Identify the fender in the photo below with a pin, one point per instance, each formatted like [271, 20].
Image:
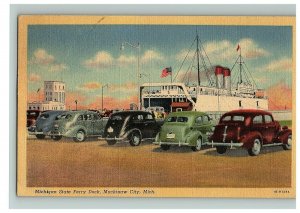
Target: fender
[248, 139]
[192, 137]
[72, 132]
[126, 134]
[283, 135]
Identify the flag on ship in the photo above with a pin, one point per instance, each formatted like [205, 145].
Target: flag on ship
[165, 72]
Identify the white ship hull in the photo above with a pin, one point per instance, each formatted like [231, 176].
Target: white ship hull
[208, 103]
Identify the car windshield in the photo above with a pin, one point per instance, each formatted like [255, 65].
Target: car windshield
[180, 119]
[116, 118]
[32, 114]
[45, 116]
[233, 118]
[63, 116]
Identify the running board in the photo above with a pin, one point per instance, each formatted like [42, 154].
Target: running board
[273, 144]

## YOUR OBJECTIVE:
The records above are to be transcribed word for word. Skip the images.

## ANSWER SECTION:
Identify the fender in the photo below with a pin, one point per instance, each formatted like [271, 20].
Image:
Target: fender
[248, 139]
[192, 137]
[72, 132]
[126, 134]
[283, 135]
Identify the flag on ship in the photo above with a pin, one point per instance, each formatted like [205, 145].
Target: flag on ship
[165, 72]
Identify the white ship hull in the photo above with a pin, one point per instance, each formatted like [231, 176].
Target: white ship hull
[208, 103]
Identify the car windshield in the photo above with a pin, one point per instance, each formatted like [255, 65].
Target: car windshield
[180, 119]
[116, 118]
[32, 114]
[45, 116]
[233, 118]
[63, 116]
Identify the running board in the photo above with a pin, one point per instance, each formatted like [42, 154].
Target: running board
[273, 144]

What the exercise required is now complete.